[INFORMATION SUPPLIED]

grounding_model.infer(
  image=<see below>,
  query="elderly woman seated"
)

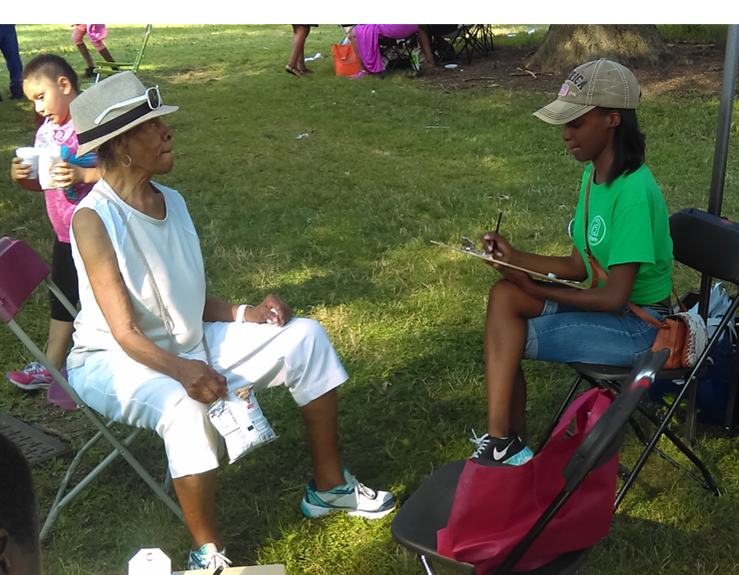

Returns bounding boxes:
[67,72,394,569]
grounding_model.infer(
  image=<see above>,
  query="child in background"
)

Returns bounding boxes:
[72,24,113,78]
[6,54,100,390]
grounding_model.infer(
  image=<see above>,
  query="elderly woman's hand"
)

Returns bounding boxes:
[249,294,293,326]
[178,359,228,403]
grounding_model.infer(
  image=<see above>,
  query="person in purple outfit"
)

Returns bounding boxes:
[349,24,418,80]
[0,24,23,102]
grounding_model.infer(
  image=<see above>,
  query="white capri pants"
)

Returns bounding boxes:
[69,318,348,478]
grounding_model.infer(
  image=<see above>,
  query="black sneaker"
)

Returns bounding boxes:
[470,431,534,467]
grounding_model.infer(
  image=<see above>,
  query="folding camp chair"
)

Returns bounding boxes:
[439,24,493,65]
[378,33,418,78]
[540,208,739,506]
[391,350,669,575]
[94,24,152,84]
[0,237,184,539]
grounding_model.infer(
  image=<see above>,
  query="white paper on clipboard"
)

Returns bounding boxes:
[431,240,587,289]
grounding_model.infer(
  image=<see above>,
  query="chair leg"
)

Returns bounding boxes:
[418,555,435,575]
[39,424,185,540]
[534,375,585,453]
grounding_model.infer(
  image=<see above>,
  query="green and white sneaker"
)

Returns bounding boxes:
[300,469,395,519]
[187,543,231,571]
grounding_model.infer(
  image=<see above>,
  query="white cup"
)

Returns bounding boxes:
[38,146,62,190]
[15,146,39,180]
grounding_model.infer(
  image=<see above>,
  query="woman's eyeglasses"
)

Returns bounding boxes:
[95,85,162,125]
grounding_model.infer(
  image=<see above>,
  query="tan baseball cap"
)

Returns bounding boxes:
[534,58,641,124]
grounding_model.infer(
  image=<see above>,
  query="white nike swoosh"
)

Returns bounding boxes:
[493,439,513,461]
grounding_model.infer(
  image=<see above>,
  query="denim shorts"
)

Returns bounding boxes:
[524,301,663,367]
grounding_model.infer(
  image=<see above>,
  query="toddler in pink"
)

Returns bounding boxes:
[6,54,100,390]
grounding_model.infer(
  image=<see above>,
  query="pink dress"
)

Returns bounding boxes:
[354,24,418,74]
[34,118,92,244]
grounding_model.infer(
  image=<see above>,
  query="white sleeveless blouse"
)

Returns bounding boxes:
[67,180,205,369]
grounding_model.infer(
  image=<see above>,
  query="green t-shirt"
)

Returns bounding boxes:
[573,164,672,305]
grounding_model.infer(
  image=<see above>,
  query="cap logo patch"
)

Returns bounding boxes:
[567,70,588,92]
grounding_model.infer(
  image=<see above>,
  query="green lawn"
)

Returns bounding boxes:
[0,25,739,575]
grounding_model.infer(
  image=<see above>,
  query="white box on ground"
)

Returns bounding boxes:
[128,547,172,575]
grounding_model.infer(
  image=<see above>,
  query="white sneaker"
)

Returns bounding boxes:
[187,543,231,571]
[300,469,395,519]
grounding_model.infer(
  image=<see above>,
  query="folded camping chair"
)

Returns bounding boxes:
[439,24,493,66]
[0,237,184,539]
[377,32,418,78]
[391,350,669,575]
[94,24,152,84]
[539,208,739,507]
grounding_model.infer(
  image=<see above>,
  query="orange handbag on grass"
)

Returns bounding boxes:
[331,44,359,76]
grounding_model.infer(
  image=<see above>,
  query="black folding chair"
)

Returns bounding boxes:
[391,350,669,575]
[540,208,739,507]
[439,24,493,66]
[378,32,418,78]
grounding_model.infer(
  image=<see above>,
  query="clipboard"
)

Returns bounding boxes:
[431,240,588,290]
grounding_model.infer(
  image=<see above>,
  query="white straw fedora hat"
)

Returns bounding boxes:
[69,72,178,156]
[534,58,640,124]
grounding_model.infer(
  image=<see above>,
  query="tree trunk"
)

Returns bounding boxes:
[527,24,667,73]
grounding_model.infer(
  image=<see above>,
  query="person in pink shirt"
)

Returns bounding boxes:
[72,24,114,78]
[6,54,100,390]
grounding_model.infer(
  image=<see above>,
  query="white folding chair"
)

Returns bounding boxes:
[0,237,184,539]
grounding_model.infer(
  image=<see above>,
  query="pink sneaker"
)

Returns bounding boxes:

[WHAT IS ASKED]
Rewrite all of the material above, putting "Found these boxes" everywhere "Returns bounding boxes" appears and leaving everything else the same. Don't include the pictures in your answer.

[FINISHED EXERCISE]
grounding_model.infer(
  image=<see below>,
  query="elderly woman seated"
)


Found these boxes:
[67,72,394,569]
grounding_model.infer(
  image=<see above>,
  query="child in background"
)

Found these boxes:
[72,24,113,78]
[6,54,100,390]
grounding_model.infer(
  image=<see above>,
  query="elderly woman's hand"
)

Found these boxes:
[249,294,293,326]
[178,359,228,403]
grounding_model.infer(
  image=<see above>,
  query="person in purple outfit"
)

Found these boxes:
[349,24,418,80]
[0,24,23,102]
grounding_model.infer(
  image=<see above>,
  query="white capri pants"
)

Found these boxes:
[69,318,348,478]
grounding_model.infer(
  image=<see above>,
  query="black sneaker"
)

Found these boxes:
[470,431,534,467]
grounding_model.infer(
  image=<see above>,
  query="folding camp chair"
)

Found these boxes:
[439,24,493,65]
[378,33,418,78]
[540,208,739,506]
[391,350,669,575]
[94,24,152,84]
[0,237,184,539]
grounding_model.infer(
  image=<see above>,
  query="white paper on clipboard"
)

Found these boxes:
[431,240,587,289]
grounding_model.infer(
  image=<see above>,
  query="chair leg"
)

Found these boxes:
[418,555,435,575]
[39,424,185,540]
[534,375,585,453]
grounding_model.infer(
  image=<see above>,
  query="green and white sneaker"
)

Found these boxes:
[300,469,395,519]
[187,543,231,571]
grounding_model.infer(
  image=<see above>,
  query="white cup"
)

Found these boxes:
[38,146,62,190]
[15,146,39,180]
grounding_model.infer(
  image=<see above>,
  query="woman's eyeglasses"
)

Found these boxes:
[95,85,162,125]
grounding_model.infer(
  image=<see above>,
  query="tan baseball cap"
)

Found these boxes:
[534,58,641,124]
grounding_model.infer(
  image=<see above>,
  query="white nike swoosh"
)

Found these boxes:
[493,439,513,461]
grounding_model.infer(
  image=<see above>,
  query="denim shorts"
)

Found these boxes:
[524,301,663,367]
grounding_model.infer(
  image=<see above>,
  query="toddler in pink"
)

Found these boxes:
[6,54,100,390]
grounding_model.infer(
  image=<see above>,
  query="pink dress"
)

Found these boxes:
[354,24,418,74]
[34,118,92,244]
grounding_model.infer(
  image=<see above>,
  query="white sleeveless blouse"
)

Found these boxes:
[67,180,205,369]
grounding_model.infer(
  image=<see above>,
  query="green t-shirt"
)

Found these boxes:
[573,164,672,305]
grounding_model.infer(
  image=<see above>,
  query="cap logo patch"
)

Found these boxes:
[567,70,588,92]
grounding_model.infer(
  image=<see above>,
  query="green lawn"
)

Found these boxes:
[0,25,739,575]
grounding_model.infer(
  image=<see above>,
  query="white box on ground"
)

Found these boxes:
[128,547,172,575]
grounding_model.infer(
  image=<see above>,
  query="white sneaker"
)

Found these boxes:
[187,543,231,571]
[300,469,395,519]
grounding_model.infer(
  image=<see above>,
  query="folded camping chair"
)

Found these boxes:
[439,24,493,66]
[0,237,184,539]
[377,32,418,78]
[391,350,669,575]
[94,24,152,84]
[539,208,739,507]
grounding_model.infer(
  image=<see above>,
  query="orange handbag on grass"
)

Found these boxes:
[331,44,359,76]
grounding_model.infer(
  image=<see above>,
  query="black folding chair"
)

Found these boxes:
[391,350,669,575]
[540,208,739,507]
[439,24,493,66]
[378,32,418,78]
grounding_model.infer(
  image=<see above>,
  query="clipboard"
)

Found these boxes:
[431,240,588,290]
grounding_model.infer(
  image=<see above>,
  query="white straw fedora hat"
)

Found these boxes:
[69,72,178,156]
[534,58,640,124]
grounding_model.infer(
  image=<see above>,
  query="tree trunk"
)

Found these boxes:
[527,24,667,73]
grounding_model.infer(
  image=<see above>,
  query="person in pink shirt"
)

Found these boxes:
[72,24,114,78]
[6,54,100,390]
grounding_model.infer(
  image=<see above>,
  query="white folding chair"
)

Found these boxes:
[0,237,184,539]
grounding_model.infer(
  image=<see above>,
  query="pink sneaker"
)

Found these boxes:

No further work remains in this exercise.